▶ **Instruction**
Please output the lines of the data below as a Markdown table with the columns Row and Line, numbering each row, skipping blank lines, and leaving out the pictures.

[Bounding box annotation entries]
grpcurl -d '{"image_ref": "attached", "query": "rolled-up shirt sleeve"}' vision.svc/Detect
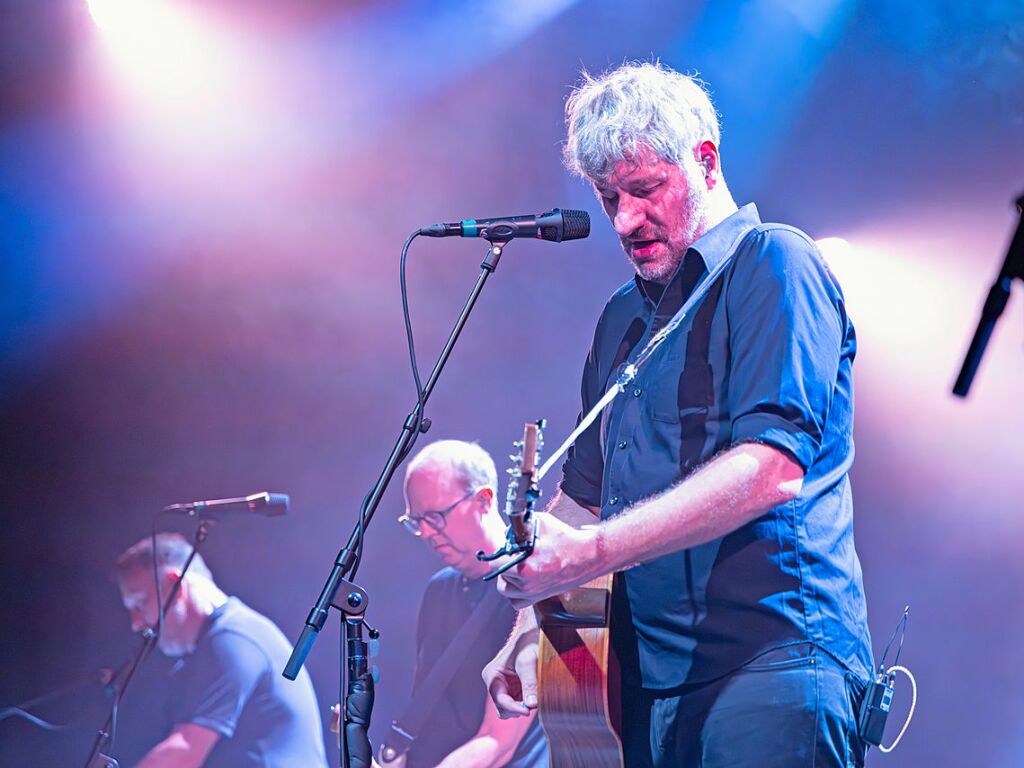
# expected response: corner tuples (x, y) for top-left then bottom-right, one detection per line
(727, 227), (847, 472)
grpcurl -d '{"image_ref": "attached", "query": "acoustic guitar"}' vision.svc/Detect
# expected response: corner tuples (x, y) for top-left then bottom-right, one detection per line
(505, 420), (623, 768)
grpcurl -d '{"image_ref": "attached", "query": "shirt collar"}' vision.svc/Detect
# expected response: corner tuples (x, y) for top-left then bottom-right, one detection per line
(634, 203), (761, 304)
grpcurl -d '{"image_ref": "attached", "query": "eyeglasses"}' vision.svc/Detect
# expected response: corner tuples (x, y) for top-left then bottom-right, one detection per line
(398, 490), (476, 536)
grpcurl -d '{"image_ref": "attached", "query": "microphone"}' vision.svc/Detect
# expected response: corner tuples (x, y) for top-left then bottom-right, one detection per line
(419, 208), (590, 243)
(163, 490), (290, 520)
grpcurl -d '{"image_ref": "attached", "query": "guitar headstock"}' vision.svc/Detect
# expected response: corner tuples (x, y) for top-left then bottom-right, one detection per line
(505, 419), (547, 526)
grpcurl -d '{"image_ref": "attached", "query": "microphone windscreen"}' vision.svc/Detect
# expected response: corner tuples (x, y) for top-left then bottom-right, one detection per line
(562, 211), (590, 240)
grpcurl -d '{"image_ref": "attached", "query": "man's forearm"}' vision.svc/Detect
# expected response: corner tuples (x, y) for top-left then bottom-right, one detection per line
(590, 442), (803, 572)
(544, 488), (601, 528)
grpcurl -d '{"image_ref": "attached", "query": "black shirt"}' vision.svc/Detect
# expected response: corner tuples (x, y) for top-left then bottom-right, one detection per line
(407, 567), (548, 768)
(170, 597), (327, 768)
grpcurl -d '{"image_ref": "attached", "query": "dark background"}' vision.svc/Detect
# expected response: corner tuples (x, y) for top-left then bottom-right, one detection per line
(0, 0), (1024, 767)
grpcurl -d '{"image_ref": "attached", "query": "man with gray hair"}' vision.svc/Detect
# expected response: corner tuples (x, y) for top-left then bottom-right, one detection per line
(379, 440), (548, 768)
(483, 63), (872, 768)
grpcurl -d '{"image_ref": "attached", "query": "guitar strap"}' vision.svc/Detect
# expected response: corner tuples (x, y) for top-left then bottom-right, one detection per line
(380, 589), (509, 762)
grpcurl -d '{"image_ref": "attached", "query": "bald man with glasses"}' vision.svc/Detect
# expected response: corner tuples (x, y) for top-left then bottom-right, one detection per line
(378, 440), (548, 768)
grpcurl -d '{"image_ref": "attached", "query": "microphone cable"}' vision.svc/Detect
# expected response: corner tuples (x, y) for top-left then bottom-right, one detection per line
(348, 229), (427, 581)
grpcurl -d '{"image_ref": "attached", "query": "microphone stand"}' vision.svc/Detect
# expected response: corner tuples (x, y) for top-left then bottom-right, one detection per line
(953, 195), (1024, 397)
(282, 239), (508, 768)
(85, 519), (210, 768)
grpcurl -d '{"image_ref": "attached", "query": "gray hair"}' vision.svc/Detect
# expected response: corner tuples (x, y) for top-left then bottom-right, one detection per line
(563, 61), (721, 180)
(406, 440), (498, 494)
(117, 534), (213, 581)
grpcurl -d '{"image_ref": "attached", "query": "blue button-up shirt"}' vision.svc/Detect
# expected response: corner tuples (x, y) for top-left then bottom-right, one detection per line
(561, 205), (872, 689)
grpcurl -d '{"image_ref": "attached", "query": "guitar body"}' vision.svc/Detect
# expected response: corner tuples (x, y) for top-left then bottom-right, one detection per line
(536, 574), (623, 768)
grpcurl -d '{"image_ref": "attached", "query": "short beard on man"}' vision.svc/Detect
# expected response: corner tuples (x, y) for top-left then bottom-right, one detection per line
(624, 158), (709, 285)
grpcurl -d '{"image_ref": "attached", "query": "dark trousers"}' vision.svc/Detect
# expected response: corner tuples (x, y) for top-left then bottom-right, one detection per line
(623, 644), (865, 768)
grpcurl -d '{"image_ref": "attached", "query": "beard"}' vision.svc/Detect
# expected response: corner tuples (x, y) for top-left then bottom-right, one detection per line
(623, 163), (709, 285)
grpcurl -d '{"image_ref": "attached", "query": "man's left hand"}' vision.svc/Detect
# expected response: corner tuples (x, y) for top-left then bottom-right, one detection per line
(498, 513), (605, 608)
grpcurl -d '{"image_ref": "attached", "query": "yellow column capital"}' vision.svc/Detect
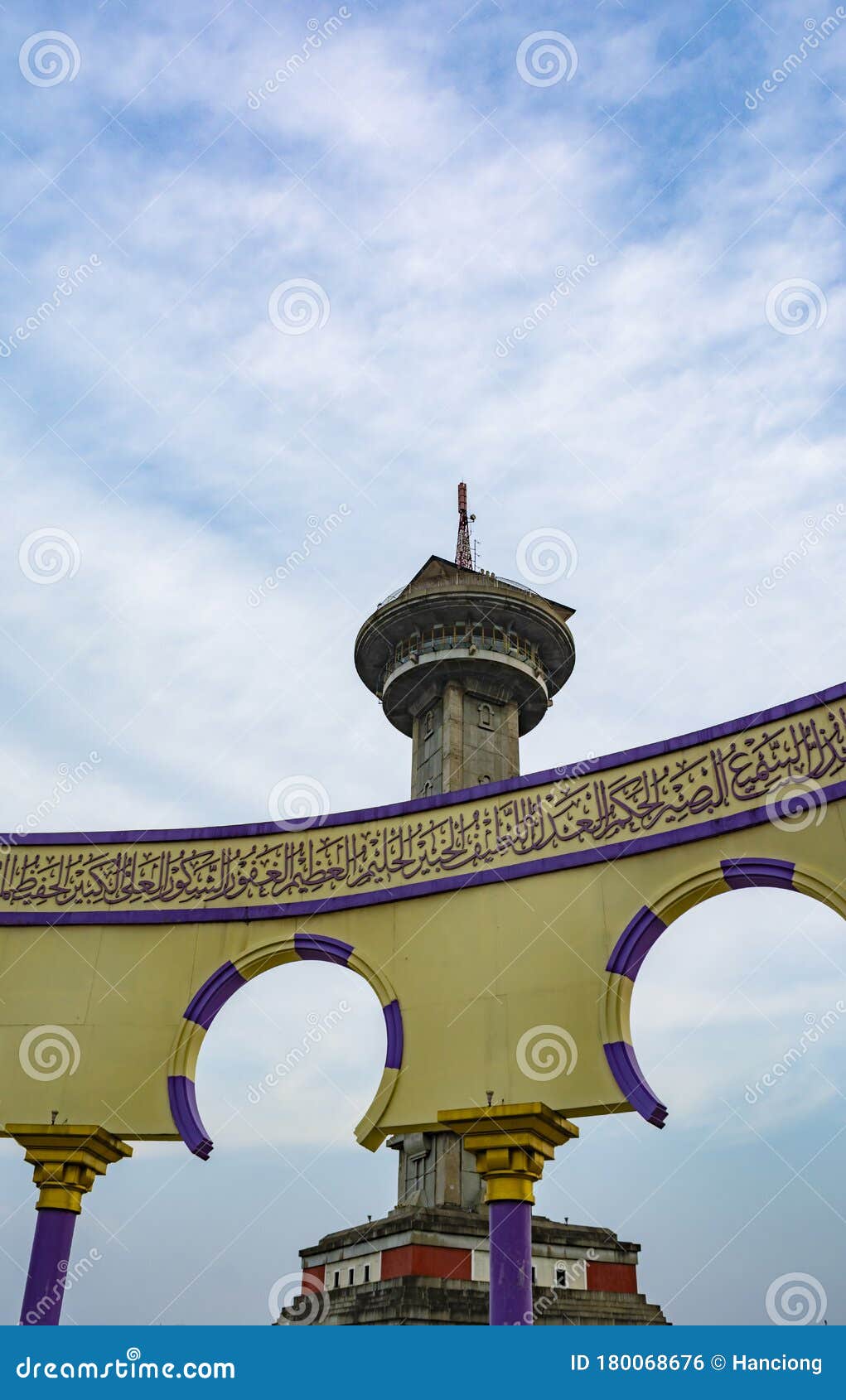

▶ **Answer for the task**
| Row | Line |
|---|---|
| 1 | grpcurl -d '{"image_ref": "attached", "query": "rolled-up shirt sleeve"}' vision.svc/Detect |
| 2 | # expected response: corner tuples (x, y) for top-left then bottom-right, one detection per line |
| 3 | (727, 227), (847, 472) |
| 4 | grpcurl -d '{"image_ref": "attached", "query": "acoustic guitar"}' vision.svc/Detect |
| 5 | # expected response: corner tuples (x, y) for top-left then bottom-right, one detection per line |
| 6 | (505, 420), (623, 768) |
| 7 | grpcurl -d '{"image_ref": "attached", "query": "shirt collar"}' vision.svc/Detect |
| 8 | # expected response: corner tuples (x, y) for top-left then bottom-right, one detection per line |
| 9 | (634, 203), (761, 304) |
| 10 | grpcurl -d '{"image_ref": "attached", "query": "eyeglasses"}' vision.svc/Detect |
| 11 | # expected response: corner tuples (x, y) for top-left then bottom-right, one detection per line |
| 12 | (398, 490), (476, 536) |
| 13 | grpcurl -d '{"image_ref": "attached", "query": "microphone"}' vision.svc/Detect |
| 14 | # expected response: corner tuples (x, y) for top-left then bottom-right, one detection per line |
| 15 | (419, 208), (590, 243) |
| 16 | (163, 490), (290, 520) |
| 17 | grpcurl -d '{"image_ref": "attached", "query": "guitar headstock"}' vision.svc/Detect |
| 18 | # expected response: corner tuples (x, y) for top-left then bottom-right, one detection per line |
| 19 | (505, 419), (547, 526) |
| 20 | grpcurl -d '{"image_ref": "attached", "query": "microphone windscreen"}' vision.svc/Detect |
| 21 | # expected response: corner tuples (x, y) for top-left then bottom-right, one detection per line |
| 22 | (562, 211), (590, 240) |
| 23 | grpcurl -d '{"image_ref": "attached", "query": "man's forearm"}' vision.svc/Detect |
| 24 | # expected response: corner tuples (x, y) for top-left then bottom-right, one detection per line |
| 25 | (590, 442), (803, 572) |
| 26 | (544, 488), (601, 528) |
| 27 | grpcurl -d '{"image_ref": "attached", "query": "black shirt"}' vision.svc/Detect |
| 28 | # expected response: corner tuples (x, y) for top-left then bottom-right, one detection per line |
| 29 | (407, 567), (548, 768) |
| 30 | (170, 597), (327, 768) |
| 31 | grpcurl -d '{"image_ref": "attached", "query": "dark background"}' vision.svc/Detect |
| 32 | # expected response: corner tuples (x, y) for top-left then bottom-right, one detection per line |
| 33 | (0, 0), (1024, 767) |
| 34 | grpcurl -d '{"image_ref": "attached", "query": "man with gray hair"}' vision.svc/Detect |
| 35 | # expected response: corner tuples (x, y) for top-left then bottom-right, one detection per line |
| 36 | (379, 440), (548, 768) |
| 37 | (483, 63), (872, 768) |
| 38 | grpcurl -d '{"image_ref": "attached", "query": "guitar strap"}' vision.svc/Detect |
| 39 | # expected response: corner tuples (x, y) for top-left then bottom-right, one detection per line |
| 40 | (380, 589), (509, 762) |
| 41 | grpcurl -d '{"image_ref": "attached", "query": "bald man with glasses"}' vision.svc/Detect |
| 42 | # expected response: corner tuples (x, y) for top-left then bottom-right, one detection per line |
| 43 | (378, 440), (548, 768) |
| 44 | grpcurl -d '{"image_ref": "attached", "query": "microphone cable"}' vision.svc/Detect |
| 45 | # expected response: corner tuples (x, y) for top-left then bottom-right, one detection per line |
| 46 | (348, 229), (427, 581) |
| 47 | grpcurl -d '{"image_ref": "attached", "query": "microphone stand"}' vision.svc/Detect |
| 48 | # expected response: corner tuples (x, y) for top-left then bottom-right, one detection per line |
| 49 | (953, 195), (1024, 397) |
| 50 | (282, 239), (508, 768) |
| 51 | (85, 519), (210, 768) |
| 52 | grpcurl -d '{"image_ref": "attached", "query": "gray hair"}' vision.svc/Detect |
| 53 | # expected response: corner tuples (x, y) for top-left then bottom-right, one detection per line |
| 54 | (563, 61), (721, 180) |
| 55 | (406, 440), (498, 494) |
| 56 | (117, 534), (213, 581) |
| 57 | grpcurl -d '{"image_ref": "attached", "query": "blue button-up shirt"}' vision.svc/Detect |
| 58 | # expected response: corner tuples (x, y) for top-left then bottom-right, one detection per line |
| 59 | (561, 205), (872, 689) |
| 60 | grpcurl -d '{"image_ref": "attached", "query": "guitar body"}' vision.svc/Detect |
| 61 | # expected response: corner tuples (x, y) for top-left then bottom-right, one detection per line |
| 62 | (536, 574), (623, 768) |
| 63 | grpcurl -d '{"image_ref": "attached", "query": "short beard on man"}' vision.svc/Detect |
| 64 | # expected response: corner tuples (x, y) for top-left then bottom-right, one detection per line |
| 65 | (624, 158), (709, 285) |
| 66 | grpcurl -d '{"image_ref": "attached", "query": "dark trousers"}' vision.svc/Detect |
| 67 | # expected response: corner tuples (x, y) for top-left then bottom-right, one detection per line |
| 68 | (623, 644), (865, 768) |
| 69 | grpcurl -d '{"image_ref": "attached", "query": "beard"}' vision.svc/Detect |
| 70 | # expected response: corner tuples (x, y) for top-left then bottom-right, one detection per line |
| 71 | (623, 163), (709, 285) |
| 72 | grpcurl -d '{"image_ref": "attached", "query": "man's left hand"}' vision.svc/Detect |
| 73 | # expected response: corner tuples (x, y) for top-left then bottom-right, one detection per line |
| 74 | (498, 513), (605, 608) |
| 75 | grpcurl -d '{"image_ref": "attached", "query": "yellow column capital"}' vision.svc/Detect |